- **Given exercise**
Report each line below that contains the string "meadow" by copying the whole line. A match must have the same case.

- **Dataset records on object locations**
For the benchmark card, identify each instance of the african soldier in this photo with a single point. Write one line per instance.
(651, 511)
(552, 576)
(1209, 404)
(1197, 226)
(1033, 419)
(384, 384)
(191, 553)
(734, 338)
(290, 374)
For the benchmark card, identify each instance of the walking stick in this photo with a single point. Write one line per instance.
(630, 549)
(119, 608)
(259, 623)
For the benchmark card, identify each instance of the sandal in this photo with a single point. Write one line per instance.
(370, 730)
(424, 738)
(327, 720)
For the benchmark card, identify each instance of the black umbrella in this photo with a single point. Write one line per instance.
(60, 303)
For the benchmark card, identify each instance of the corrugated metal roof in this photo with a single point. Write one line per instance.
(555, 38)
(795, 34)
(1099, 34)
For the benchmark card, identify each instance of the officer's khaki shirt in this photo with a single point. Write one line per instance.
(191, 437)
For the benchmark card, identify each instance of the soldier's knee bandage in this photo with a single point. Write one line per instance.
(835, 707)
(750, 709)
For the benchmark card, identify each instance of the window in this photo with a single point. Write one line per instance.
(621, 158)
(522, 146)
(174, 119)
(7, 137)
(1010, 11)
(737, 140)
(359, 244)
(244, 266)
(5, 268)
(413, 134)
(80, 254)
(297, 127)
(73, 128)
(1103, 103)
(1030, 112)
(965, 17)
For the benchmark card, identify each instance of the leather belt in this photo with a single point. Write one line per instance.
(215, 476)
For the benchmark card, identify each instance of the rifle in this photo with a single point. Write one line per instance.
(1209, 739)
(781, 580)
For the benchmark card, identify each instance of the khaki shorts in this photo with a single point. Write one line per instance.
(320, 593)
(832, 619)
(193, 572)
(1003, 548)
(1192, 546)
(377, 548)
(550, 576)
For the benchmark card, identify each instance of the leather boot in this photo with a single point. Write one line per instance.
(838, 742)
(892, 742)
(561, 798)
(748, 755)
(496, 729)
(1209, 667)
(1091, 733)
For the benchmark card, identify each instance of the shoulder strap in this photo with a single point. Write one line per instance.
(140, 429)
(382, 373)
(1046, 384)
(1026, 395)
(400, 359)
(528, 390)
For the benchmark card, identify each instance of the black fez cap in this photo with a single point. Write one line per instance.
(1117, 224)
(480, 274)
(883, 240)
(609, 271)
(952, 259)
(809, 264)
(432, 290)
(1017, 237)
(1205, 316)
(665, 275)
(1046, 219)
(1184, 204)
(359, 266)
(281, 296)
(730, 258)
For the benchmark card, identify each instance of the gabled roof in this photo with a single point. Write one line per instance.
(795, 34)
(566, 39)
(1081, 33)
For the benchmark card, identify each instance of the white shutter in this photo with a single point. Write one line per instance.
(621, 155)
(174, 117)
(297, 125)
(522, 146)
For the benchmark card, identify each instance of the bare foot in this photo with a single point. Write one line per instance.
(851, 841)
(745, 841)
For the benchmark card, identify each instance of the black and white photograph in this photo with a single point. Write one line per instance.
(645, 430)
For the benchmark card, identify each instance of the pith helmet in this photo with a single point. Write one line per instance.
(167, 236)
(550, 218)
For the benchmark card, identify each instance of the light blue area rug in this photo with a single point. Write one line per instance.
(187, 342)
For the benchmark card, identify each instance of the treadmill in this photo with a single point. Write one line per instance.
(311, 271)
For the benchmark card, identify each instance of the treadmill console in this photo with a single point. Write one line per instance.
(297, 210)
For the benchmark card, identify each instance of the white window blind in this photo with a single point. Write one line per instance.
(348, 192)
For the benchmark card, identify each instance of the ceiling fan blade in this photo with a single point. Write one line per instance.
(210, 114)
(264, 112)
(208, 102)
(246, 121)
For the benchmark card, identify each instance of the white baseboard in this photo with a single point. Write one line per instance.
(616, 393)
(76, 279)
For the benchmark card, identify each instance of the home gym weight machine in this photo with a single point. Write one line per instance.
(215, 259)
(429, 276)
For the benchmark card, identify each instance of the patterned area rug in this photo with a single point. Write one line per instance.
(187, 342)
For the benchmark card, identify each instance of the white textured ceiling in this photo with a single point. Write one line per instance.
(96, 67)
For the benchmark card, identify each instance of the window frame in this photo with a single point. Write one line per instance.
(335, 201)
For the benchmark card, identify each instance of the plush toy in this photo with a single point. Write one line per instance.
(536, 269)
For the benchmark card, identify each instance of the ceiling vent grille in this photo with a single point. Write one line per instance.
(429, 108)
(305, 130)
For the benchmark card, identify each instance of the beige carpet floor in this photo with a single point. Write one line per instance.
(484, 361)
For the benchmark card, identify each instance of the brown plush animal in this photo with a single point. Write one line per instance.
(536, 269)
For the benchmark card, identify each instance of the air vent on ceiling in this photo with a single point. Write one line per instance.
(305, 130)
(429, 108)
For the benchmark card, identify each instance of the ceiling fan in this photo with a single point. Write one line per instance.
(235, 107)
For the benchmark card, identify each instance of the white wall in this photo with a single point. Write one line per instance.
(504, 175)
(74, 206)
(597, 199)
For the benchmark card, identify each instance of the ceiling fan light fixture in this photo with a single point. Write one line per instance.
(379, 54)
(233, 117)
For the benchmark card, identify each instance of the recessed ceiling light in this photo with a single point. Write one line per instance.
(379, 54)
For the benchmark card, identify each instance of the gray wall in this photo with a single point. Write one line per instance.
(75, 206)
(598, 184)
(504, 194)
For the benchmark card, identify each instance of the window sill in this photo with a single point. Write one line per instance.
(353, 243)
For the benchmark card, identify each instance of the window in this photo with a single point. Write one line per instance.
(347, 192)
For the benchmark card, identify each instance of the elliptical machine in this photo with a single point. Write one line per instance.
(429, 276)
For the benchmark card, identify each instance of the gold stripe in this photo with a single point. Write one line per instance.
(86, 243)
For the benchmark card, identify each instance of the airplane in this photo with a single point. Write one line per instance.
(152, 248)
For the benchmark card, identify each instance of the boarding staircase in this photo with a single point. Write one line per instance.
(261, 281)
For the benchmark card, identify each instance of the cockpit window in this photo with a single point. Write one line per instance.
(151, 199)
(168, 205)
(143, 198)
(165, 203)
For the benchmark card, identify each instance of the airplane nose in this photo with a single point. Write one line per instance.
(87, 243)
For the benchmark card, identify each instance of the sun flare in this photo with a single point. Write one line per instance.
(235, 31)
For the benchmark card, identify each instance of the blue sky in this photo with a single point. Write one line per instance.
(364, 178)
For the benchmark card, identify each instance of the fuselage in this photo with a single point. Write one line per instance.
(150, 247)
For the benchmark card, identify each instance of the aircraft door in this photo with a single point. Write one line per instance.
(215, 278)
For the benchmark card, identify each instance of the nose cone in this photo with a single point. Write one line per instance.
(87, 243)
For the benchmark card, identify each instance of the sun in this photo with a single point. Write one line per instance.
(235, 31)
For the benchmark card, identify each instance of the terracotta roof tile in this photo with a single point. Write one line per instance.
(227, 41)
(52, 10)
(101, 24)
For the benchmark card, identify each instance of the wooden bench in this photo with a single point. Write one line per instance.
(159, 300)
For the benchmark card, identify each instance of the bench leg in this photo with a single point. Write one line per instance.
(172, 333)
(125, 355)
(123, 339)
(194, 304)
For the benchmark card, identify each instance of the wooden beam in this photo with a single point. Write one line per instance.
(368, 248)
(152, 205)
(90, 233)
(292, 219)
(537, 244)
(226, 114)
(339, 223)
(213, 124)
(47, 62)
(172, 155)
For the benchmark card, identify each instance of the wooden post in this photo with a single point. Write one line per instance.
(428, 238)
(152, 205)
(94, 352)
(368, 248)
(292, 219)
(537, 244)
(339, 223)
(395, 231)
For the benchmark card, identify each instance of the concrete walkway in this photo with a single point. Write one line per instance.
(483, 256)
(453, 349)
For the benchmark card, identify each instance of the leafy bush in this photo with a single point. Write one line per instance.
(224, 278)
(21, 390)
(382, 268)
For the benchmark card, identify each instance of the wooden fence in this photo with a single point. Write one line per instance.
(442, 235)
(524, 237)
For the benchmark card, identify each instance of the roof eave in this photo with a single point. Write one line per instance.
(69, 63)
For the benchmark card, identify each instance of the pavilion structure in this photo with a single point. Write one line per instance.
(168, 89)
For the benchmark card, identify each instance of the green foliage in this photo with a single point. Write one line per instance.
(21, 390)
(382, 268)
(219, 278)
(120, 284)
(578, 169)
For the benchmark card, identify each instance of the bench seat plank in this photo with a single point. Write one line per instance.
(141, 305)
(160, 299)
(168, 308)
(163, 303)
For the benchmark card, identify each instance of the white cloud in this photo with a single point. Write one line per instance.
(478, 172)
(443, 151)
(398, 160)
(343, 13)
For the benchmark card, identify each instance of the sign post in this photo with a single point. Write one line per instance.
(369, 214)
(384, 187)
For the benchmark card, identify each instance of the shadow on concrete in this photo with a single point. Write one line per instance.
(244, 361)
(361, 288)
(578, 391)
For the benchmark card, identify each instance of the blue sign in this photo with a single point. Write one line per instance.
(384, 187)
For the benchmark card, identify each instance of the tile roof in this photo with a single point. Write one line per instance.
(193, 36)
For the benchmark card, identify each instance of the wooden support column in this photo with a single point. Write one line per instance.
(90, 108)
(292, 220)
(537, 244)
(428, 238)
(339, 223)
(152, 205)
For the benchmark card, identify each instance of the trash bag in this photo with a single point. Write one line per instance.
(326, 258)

==

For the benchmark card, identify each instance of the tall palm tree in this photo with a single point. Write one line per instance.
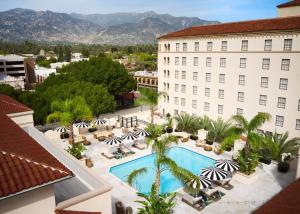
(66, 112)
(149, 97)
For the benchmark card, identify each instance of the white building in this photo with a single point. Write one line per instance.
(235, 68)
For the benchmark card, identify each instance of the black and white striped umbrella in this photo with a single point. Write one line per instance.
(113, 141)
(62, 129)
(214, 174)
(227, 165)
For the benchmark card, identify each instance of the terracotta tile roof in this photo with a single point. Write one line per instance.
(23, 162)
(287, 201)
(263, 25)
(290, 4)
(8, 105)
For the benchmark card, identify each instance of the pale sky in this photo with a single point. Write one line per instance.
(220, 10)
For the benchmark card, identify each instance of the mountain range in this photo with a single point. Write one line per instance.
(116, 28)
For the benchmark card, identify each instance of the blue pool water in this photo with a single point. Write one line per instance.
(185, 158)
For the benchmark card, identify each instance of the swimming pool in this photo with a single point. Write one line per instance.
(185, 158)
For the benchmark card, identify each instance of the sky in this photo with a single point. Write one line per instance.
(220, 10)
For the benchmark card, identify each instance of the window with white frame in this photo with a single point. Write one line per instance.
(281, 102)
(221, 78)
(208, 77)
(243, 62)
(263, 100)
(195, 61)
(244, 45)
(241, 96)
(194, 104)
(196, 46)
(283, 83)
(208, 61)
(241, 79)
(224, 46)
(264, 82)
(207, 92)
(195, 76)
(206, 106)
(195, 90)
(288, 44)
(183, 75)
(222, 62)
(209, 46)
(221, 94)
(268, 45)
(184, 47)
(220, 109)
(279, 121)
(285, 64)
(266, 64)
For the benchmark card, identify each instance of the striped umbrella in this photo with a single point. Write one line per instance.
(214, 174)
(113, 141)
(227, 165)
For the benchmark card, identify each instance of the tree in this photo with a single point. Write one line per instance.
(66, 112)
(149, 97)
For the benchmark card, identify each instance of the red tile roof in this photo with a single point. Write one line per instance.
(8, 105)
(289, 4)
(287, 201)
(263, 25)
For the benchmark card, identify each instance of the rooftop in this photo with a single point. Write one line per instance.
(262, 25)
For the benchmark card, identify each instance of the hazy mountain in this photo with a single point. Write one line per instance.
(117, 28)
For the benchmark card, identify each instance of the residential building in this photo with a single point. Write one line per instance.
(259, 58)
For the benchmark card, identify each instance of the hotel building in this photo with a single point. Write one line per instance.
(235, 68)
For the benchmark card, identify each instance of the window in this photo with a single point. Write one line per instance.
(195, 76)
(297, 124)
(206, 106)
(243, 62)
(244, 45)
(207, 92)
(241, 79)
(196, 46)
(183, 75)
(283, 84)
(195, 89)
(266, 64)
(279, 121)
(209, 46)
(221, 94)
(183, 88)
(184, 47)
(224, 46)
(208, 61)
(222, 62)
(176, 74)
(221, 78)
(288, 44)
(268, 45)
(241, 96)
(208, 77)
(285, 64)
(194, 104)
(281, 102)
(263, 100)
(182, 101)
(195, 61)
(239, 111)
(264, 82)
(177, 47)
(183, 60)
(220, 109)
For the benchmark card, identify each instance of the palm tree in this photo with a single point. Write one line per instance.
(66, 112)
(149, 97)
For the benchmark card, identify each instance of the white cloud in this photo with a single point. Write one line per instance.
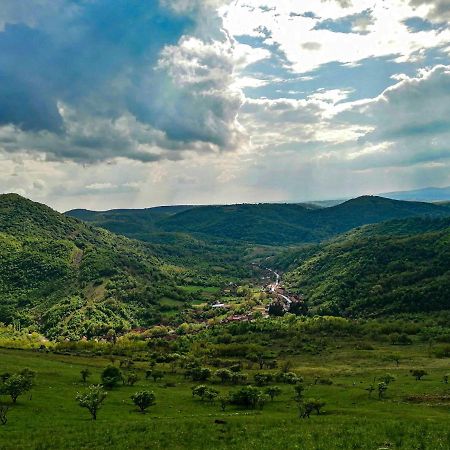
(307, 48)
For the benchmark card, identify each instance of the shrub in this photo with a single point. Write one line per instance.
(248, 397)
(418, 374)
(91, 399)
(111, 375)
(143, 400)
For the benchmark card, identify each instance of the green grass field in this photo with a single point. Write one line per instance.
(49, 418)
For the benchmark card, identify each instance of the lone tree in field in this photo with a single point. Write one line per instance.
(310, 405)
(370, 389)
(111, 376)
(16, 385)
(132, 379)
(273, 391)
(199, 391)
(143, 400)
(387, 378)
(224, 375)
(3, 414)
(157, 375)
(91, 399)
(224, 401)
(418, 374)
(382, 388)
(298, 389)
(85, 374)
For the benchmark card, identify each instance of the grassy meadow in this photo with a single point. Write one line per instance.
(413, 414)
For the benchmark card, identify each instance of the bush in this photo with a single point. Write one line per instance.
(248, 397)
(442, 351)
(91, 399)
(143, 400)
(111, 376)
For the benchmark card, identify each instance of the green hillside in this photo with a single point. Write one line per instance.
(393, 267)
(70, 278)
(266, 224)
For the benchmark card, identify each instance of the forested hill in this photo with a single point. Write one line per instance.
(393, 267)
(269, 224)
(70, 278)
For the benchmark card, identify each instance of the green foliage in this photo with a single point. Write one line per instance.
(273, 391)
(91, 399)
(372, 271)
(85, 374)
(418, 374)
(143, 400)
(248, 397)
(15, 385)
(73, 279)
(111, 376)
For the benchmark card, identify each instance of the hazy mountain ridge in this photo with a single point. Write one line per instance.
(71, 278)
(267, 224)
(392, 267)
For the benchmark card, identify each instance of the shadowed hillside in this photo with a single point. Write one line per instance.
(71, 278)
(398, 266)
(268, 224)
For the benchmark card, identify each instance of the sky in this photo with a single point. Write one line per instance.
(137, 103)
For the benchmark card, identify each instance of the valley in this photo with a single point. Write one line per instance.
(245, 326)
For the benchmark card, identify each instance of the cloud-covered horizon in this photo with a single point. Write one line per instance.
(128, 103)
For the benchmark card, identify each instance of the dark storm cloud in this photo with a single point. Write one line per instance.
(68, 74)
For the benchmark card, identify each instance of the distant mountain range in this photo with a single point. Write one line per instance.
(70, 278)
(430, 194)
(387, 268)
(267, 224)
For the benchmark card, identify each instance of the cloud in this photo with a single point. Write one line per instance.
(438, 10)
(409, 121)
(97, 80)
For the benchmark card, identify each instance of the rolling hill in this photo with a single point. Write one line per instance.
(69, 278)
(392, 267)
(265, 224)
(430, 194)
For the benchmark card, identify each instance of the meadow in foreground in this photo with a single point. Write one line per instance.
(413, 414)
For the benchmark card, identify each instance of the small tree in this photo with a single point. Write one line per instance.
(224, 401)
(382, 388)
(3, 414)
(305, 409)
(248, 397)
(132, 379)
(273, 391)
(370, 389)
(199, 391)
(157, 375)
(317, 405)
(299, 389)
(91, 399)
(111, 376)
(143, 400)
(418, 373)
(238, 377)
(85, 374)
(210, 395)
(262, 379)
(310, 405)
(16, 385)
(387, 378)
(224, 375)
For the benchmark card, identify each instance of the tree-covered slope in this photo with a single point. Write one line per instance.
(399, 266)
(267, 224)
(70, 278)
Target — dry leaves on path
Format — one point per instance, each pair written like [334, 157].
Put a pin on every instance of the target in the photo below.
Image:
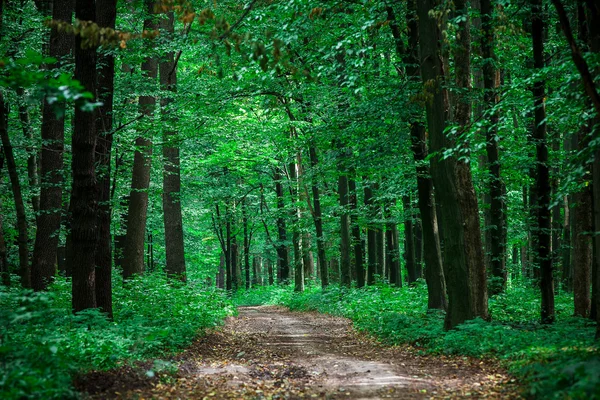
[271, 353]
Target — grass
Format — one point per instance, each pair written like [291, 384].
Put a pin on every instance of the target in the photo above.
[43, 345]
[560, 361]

- **Result for this exercise**
For the benchmark card, identify each instance of the grassy meadow in this photo with a single point. Write one line per instance.
For the benchmark card, identify each instance of the meadow in foreground in this photo with a single point. Write one line per instance.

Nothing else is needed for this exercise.